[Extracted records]
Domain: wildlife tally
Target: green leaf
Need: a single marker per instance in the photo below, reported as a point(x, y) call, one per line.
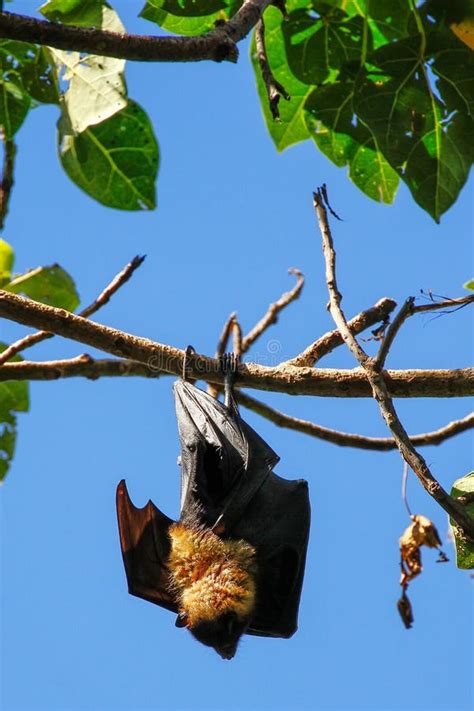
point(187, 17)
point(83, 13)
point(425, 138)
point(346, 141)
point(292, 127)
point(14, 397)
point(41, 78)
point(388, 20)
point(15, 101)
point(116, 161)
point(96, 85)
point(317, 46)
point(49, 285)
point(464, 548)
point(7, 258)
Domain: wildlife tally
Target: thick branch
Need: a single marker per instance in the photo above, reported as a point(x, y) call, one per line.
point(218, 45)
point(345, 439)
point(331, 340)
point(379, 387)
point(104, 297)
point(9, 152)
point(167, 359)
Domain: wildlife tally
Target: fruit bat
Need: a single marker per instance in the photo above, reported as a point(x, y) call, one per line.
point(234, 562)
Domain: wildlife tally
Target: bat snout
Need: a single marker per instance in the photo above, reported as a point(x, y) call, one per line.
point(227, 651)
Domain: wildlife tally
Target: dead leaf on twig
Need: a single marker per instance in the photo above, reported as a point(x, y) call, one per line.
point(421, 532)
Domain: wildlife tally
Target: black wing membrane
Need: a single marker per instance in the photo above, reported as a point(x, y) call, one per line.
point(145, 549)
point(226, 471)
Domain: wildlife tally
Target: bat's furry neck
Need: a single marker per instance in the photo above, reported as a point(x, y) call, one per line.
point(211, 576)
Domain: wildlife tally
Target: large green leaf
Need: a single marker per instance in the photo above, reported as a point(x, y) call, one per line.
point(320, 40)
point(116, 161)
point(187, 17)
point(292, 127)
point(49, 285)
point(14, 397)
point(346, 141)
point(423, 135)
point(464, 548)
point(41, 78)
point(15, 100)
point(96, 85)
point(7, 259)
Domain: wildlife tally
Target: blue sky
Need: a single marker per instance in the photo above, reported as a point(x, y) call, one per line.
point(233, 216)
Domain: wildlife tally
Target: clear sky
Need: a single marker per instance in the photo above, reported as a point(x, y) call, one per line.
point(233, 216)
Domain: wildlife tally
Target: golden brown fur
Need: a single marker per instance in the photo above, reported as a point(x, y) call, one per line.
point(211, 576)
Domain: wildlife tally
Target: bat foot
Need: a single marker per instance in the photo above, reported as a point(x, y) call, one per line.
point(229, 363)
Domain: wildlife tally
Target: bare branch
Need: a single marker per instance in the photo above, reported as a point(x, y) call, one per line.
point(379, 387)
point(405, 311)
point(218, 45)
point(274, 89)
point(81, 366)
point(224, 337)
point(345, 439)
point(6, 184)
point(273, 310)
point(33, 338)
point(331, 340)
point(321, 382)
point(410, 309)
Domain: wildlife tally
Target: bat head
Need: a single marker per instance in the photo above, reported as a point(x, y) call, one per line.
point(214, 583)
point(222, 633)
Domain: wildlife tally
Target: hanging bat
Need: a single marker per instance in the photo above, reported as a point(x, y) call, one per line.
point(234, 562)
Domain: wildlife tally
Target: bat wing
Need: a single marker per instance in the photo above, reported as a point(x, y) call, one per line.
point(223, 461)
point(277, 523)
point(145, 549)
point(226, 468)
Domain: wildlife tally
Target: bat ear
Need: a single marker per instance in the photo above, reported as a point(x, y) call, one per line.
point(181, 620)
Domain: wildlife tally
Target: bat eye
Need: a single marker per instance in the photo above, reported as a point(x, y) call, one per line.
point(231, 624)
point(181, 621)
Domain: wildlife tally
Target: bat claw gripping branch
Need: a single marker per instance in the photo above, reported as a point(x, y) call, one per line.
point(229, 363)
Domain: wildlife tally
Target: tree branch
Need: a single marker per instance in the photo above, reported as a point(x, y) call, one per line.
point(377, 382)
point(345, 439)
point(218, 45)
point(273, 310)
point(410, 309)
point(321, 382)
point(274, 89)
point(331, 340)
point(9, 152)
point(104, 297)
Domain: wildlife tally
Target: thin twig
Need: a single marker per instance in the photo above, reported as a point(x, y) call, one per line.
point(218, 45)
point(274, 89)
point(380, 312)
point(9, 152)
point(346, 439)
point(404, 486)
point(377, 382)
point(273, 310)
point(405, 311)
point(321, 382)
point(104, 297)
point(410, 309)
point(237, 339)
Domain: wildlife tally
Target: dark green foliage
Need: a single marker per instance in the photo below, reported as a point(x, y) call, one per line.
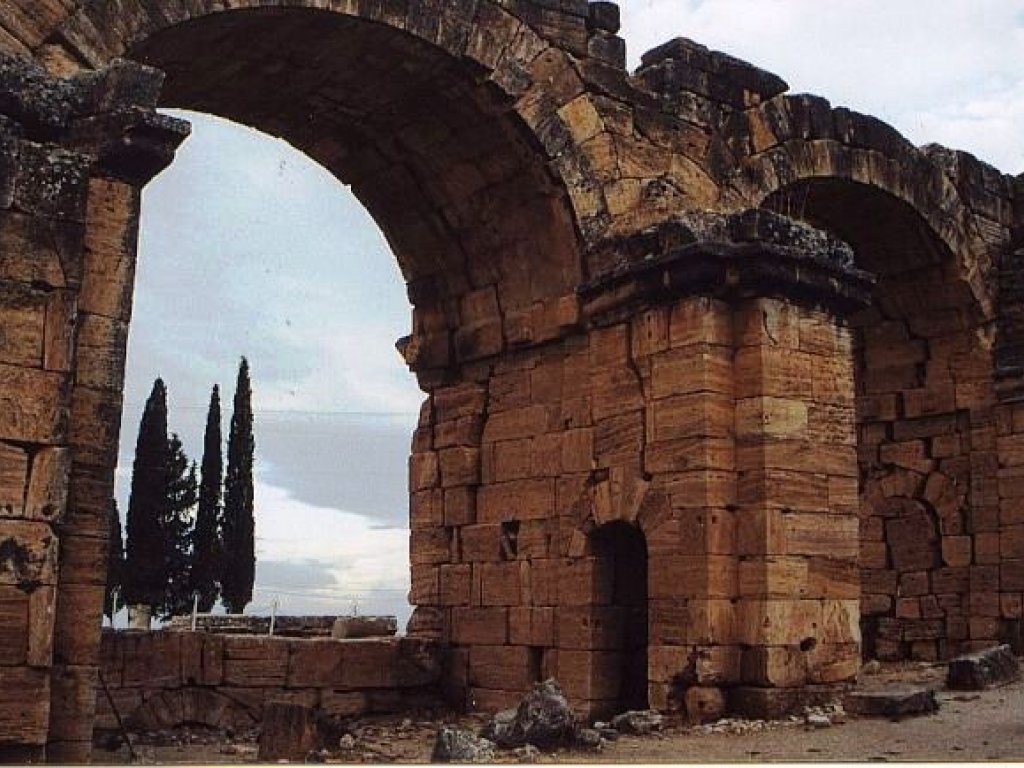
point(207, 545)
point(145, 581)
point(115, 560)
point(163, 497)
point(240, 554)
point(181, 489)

*What you need to do*. Reproduce the full material exactly, excluding the pictures.

*Task solution*.
Domain: wildlife tally
Target: green leaf
Need: a single marker per instance in the photo below, reported as a point(x, y) call, one per line.
point(187, 17)
point(83, 13)
point(425, 138)
point(346, 141)
point(292, 127)
point(14, 397)
point(41, 78)
point(388, 20)
point(15, 101)
point(116, 161)
point(96, 85)
point(317, 46)
point(49, 285)
point(464, 548)
point(7, 258)
Domain: wildlife tally
Target: thick branch
Need: a single marker per instance in the photo above, reported as a point(x, y) call, one per line.
point(218, 45)
point(345, 439)
point(331, 340)
point(379, 387)
point(104, 297)
point(9, 152)
point(167, 359)
Domain: wildlife tally
Target: fruit bat
Need: a single marker per instance in the photo above, reported as a point(x, y) call, one per line.
point(234, 562)
Domain: wildlife tally
Target: bat snout
Need: a single marker per instance in the photo above, reported as a point(x, y) call, one per line.
point(227, 651)
Domain: wildlife tally
Target: dead leaf on twig
Need: a single marker per instance in the photo above, reported as a point(x, y) call, one per line.
point(421, 532)
Domain: wildlife tally
Target: black wing membrane
Need: a single marker per instance in the photo above, reported as a point(x, y) call, one per line.
point(145, 549)
point(226, 471)
Domain: wildlife tally
Target: bat's furry neck
Need: a single marker per instance in the photo above, reported as a point(x, y) call, one per line.
point(211, 576)
Domain: wildlife tally
Target: large green leaf
Need: a single marker per instance in the photo above, reported as a point(x, y) call, one per line.
point(320, 40)
point(116, 161)
point(187, 17)
point(292, 127)
point(49, 285)
point(14, 397)
point(346, 141)
point(423, 135)
point(464, 548)
point(41, 78)
point(15, 100)
point(96, 85)
point(7, 259)
Domain: wildlife tally
Target: blue sky
Need: a single marker per instance in the photo above, reported as a point(x, y) call, one per line.
point(233, 216)
Domain: wildlife tally
Target: clear sky
Need: a single marker per instance in the photo above, reported as a point(x, y) call, one per line.
point(233, 216)
Domain: wildlife tally
Target: golden brown fur
Need: a single marker per instance in the photo above, reported as a point(x, y) call, one per line.
point(211, 576)
Domain: wildlife tally
Target: bat foot
Need: a single marker per instance in the photo above, reported as a point(x, y) call, one per line.
point(229, 363)
Domain: wildlife tally
Target: bare branch
Need: a single marker per instance in the photo above, reported as a point(x, y) call, one per line.
point(379, 387)
point(405, 311)
point(218, 45)
point(274, 89)
point(81, 366)
point(224, 337)
point(345, 439)
point(6, 184)
point(273, 310)
point(33, 338)
point(331, 340)
point(321, 382)
point(410, 309)
Domain: wildlife tally
Target: bat head
Need: a single marker per instance in the photo above, reported as a point(x, y) call, one per line.
point(214, 583)
point(222, 633)
Domain: wildlife tally
Target: hanging bat
Need: a single marker per instance in the photo above, reported as a point(x, y) call, one per line.
point(234, 562)
Domain: wildlife tally
Target: bat wing
Need: a single marker per instance in the photo above, reported as a point(x, y) call, one per line.
point(223, 461)
point(277, 523)
point(145, 549)
point(226, 468)
Domain: wildlife tally
Target: bat ear
Need: a single marker per instance in the photo above, reported as a point(x, y) call, one per line.
point(181, 620)
Domain: wildlife tally
Target: bat eye
Need: a single marker per instance in the photo above, reported as a point(x, y) call, one per line.
point(231, 624)
point(181, 621)
Domain: wildlife tally
Target: bat claw gripping branch
Need: a single marker per instance in the photo above, reported as a point(x, y) call, one per line.
point(229, 363)
Domain: wildlife tally
Target: tree branch
Need: a single marker per instance in the photo above, reported as a point(x, y) call, one per line.
point(377, 382)
point(345, 439)
point(218, 45)
point(273, 310)
point(410, 309)
point(321, 382)
point(274, 89)
point(331, 340)
point(9, 152)
point(104, 297)
Domain: wildlife tally
Target: thin twig
Need: a single marker per instance in the photo above, reported as a point(x, y) call, one per line.
point(218, 45)
point(274, 89)
point(380, 312)
point(9, 152)
point(346, 439)
point(404, 486)
point(377, 382)
point(273, 310)
point(405, 311)
point(321, 382)
point(104, 297)
point(410, 309)
point(237, 339)
Domain: wildlife tally
Target: dark green foliage
Need: a single marker per instance in the photo below, reported as a point(x, y) call, one per line.
point(207, 545)
point(145, 581)
point(115, 560)
point(163, 497)
point(240, 554)
point(181, 489)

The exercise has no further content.